### [Stored data]
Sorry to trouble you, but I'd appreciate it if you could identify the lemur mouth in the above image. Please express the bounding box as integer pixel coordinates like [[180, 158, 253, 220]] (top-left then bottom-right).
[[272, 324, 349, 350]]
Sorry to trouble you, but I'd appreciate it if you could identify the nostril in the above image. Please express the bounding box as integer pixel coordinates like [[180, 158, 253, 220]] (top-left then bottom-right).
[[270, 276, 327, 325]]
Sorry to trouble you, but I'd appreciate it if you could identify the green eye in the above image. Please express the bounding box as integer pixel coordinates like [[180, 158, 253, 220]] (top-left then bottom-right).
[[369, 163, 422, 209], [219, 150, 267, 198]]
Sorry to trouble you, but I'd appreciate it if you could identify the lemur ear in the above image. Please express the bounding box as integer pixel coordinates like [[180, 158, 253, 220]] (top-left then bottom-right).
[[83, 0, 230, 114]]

--

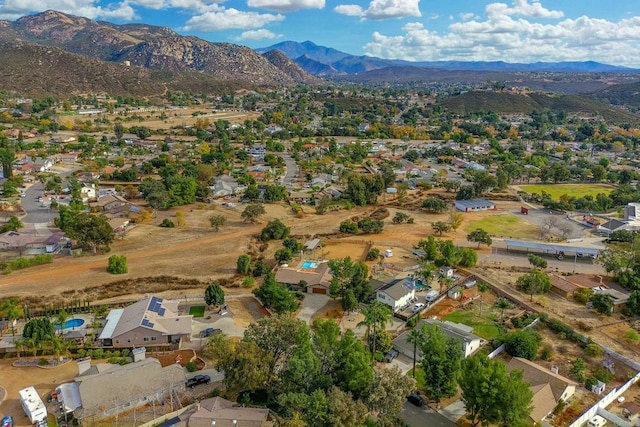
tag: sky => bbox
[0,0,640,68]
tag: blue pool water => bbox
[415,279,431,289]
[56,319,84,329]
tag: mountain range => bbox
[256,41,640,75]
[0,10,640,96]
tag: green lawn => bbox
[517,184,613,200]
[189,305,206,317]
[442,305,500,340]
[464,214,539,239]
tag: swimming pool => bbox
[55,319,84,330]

### [Exercise details]
Retype the records from the line containing "identify the green" through the line containing "[[369, 163, 422, 209], [219, 150, 267, 198]]", both included, with every character unchanged.

### [Task answer]
Sorry to trouble you, but I'd appreciate it if you could identify the green eye in the above image. Please express the bounding box as integer pixel coordinates like [[180, 158, 253, 220]] (top-left then bottom-right).
[[369, 163, 422, 209], [219, 150, 267, 198]]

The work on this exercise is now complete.